→ **RECORDS TO PROCESS**:
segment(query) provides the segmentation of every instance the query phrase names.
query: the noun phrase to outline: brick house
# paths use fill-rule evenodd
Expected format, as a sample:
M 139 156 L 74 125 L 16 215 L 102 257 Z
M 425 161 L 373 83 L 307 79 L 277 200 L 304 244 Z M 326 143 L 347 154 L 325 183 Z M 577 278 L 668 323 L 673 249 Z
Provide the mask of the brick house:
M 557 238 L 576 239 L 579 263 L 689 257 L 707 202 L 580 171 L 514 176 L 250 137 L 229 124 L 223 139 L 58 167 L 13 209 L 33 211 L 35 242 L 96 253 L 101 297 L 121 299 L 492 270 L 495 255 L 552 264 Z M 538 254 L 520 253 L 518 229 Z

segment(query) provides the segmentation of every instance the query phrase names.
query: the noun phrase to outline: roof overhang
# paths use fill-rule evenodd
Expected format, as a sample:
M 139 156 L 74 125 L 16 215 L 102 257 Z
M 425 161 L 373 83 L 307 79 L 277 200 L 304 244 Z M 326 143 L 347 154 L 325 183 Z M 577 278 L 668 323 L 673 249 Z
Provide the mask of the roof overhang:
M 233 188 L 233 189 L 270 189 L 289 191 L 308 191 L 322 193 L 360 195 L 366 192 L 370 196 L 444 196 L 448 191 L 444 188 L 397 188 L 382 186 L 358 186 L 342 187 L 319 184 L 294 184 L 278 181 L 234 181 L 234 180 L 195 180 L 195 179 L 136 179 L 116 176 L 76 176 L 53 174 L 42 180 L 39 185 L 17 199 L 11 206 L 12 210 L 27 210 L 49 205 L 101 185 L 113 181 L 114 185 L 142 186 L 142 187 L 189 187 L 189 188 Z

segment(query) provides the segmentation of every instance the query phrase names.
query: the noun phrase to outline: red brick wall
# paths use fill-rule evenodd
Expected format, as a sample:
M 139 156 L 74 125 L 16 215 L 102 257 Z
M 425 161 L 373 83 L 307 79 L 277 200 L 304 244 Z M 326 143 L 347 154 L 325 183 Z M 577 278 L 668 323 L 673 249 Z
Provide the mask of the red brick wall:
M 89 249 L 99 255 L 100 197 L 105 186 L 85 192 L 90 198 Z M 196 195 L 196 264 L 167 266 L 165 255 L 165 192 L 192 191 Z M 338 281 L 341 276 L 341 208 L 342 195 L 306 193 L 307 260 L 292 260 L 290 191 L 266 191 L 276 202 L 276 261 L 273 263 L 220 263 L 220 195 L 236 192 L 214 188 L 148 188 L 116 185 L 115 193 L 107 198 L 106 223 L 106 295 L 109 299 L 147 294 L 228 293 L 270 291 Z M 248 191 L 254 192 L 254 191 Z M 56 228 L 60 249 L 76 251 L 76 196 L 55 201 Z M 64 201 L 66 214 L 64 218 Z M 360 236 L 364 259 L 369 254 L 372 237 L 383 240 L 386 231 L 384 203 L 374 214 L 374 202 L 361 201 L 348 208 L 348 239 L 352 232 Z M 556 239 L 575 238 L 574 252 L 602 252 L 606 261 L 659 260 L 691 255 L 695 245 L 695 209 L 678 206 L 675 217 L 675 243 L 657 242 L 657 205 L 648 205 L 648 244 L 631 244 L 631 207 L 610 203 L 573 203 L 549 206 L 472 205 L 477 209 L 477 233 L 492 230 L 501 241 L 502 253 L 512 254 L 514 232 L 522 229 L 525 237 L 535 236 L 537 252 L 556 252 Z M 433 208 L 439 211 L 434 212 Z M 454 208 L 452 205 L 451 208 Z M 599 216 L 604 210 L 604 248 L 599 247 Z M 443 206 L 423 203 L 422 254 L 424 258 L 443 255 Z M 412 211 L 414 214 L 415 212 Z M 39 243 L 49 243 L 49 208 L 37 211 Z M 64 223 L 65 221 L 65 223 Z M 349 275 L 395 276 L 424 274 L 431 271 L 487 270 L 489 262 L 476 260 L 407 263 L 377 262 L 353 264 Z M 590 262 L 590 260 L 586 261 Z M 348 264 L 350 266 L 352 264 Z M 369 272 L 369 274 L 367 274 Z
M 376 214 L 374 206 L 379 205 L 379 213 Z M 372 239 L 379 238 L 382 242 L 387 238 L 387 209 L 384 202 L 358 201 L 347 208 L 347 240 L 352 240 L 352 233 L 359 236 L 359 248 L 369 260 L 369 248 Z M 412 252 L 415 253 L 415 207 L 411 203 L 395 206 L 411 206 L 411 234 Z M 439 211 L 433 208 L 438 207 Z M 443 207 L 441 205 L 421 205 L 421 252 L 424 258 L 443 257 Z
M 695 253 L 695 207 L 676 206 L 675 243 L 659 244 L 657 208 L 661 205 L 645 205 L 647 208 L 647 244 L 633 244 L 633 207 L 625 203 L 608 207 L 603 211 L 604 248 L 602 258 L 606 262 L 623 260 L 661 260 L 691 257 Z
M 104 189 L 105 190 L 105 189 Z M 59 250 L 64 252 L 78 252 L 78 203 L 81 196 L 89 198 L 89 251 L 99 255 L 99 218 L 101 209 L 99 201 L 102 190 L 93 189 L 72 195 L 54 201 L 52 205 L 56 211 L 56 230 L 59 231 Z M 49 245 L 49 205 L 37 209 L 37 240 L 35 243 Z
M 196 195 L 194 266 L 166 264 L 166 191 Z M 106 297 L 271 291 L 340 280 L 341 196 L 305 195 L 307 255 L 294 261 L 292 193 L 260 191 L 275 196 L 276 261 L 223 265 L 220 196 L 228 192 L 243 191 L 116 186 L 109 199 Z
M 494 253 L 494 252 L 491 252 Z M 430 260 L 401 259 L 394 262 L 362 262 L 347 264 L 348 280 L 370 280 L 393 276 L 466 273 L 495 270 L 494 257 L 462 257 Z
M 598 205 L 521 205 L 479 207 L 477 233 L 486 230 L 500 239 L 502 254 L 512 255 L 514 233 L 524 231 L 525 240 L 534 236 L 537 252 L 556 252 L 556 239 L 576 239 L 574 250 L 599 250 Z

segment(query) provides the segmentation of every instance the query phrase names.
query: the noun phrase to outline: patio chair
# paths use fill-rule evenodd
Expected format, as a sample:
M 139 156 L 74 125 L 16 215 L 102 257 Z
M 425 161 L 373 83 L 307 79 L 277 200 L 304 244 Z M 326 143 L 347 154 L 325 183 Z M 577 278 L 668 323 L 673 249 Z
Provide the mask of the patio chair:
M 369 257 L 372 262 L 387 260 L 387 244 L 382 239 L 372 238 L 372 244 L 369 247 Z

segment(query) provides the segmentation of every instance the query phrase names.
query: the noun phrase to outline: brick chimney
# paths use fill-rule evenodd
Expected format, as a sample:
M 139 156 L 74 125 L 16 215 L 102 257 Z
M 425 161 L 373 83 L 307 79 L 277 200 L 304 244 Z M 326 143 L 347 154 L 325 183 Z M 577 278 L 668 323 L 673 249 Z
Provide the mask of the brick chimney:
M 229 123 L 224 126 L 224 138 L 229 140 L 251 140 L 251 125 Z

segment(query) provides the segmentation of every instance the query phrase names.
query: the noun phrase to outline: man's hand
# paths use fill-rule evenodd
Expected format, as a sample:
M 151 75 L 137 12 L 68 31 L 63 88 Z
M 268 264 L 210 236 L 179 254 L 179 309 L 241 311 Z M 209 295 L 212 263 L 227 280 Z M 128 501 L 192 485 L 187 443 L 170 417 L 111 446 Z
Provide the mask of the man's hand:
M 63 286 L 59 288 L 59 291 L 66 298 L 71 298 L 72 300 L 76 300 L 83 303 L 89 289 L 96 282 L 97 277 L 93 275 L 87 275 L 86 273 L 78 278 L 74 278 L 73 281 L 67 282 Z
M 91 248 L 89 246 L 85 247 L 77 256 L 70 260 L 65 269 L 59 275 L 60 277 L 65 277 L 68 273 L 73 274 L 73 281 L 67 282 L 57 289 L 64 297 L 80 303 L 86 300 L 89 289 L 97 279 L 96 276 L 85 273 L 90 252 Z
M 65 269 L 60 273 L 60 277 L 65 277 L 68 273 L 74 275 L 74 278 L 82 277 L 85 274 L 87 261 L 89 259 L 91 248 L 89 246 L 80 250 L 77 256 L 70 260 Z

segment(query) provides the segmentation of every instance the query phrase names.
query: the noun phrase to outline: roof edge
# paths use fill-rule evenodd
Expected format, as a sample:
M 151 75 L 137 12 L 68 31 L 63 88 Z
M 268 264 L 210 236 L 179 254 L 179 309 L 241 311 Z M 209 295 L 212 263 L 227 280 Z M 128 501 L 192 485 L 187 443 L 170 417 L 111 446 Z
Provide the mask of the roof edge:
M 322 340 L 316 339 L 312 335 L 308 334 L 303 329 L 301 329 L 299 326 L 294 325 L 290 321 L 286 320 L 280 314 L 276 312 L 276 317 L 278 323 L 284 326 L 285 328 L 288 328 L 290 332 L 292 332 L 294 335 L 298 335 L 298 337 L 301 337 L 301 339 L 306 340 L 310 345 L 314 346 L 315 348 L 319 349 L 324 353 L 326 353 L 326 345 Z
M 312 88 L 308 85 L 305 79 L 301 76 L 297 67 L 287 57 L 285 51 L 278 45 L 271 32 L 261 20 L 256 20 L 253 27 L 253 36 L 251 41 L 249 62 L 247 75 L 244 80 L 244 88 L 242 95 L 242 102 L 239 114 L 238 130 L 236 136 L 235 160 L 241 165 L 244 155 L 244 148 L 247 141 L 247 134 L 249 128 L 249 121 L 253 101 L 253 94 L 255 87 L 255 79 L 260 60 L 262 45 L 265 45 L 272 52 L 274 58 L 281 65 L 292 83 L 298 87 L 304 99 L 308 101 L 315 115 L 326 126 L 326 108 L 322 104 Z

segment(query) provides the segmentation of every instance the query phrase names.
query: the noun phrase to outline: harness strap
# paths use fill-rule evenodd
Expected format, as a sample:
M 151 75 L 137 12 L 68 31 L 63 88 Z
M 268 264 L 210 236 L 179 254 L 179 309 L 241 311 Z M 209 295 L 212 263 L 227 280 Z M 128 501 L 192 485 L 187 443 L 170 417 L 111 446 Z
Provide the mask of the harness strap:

→ **WHAT YOU HAVE TO DO**:
Rewrite everything from the start of the items down to the line containing "M 557 238 L", both ends included, keeping the requests. Rescale only the coordinates in the answers by multiplying each by 0.25 and rounding to the nearest whole number, with halves rounded up. Leave the requests and their format samples unchanged.

→ **FINISHED TASK**:
segment(query) provides the segmentation of every instance the query phrase names.
query: the noun phrase to outline: brick house
# paths use fill-rule evenodd
Expected format, as a sample:
M 139 156 L 74 125 L 16 215 L 102 257 Z
M 425 161 L 373 83 L 307 79 L 277 200 L 304 244 Z M 326 143 L 347 154 L 325 183 Z M 577 278 L 668 323 L 673 249 Z
Provide the mask of the brick house:
M 139 60 L 144 60 L 145 66 L 172 64 L 177 51 L 145 43 L 129 44 L 63 34 L 57 31 L 56 35 L 15 42 L 3 52 L 8 53 L 9 61 L 24 63 L 25 74 L 30 75 L 123 68 L 124 64 L 138 66 Z M 135 64 L 130 63 L 130 57 Z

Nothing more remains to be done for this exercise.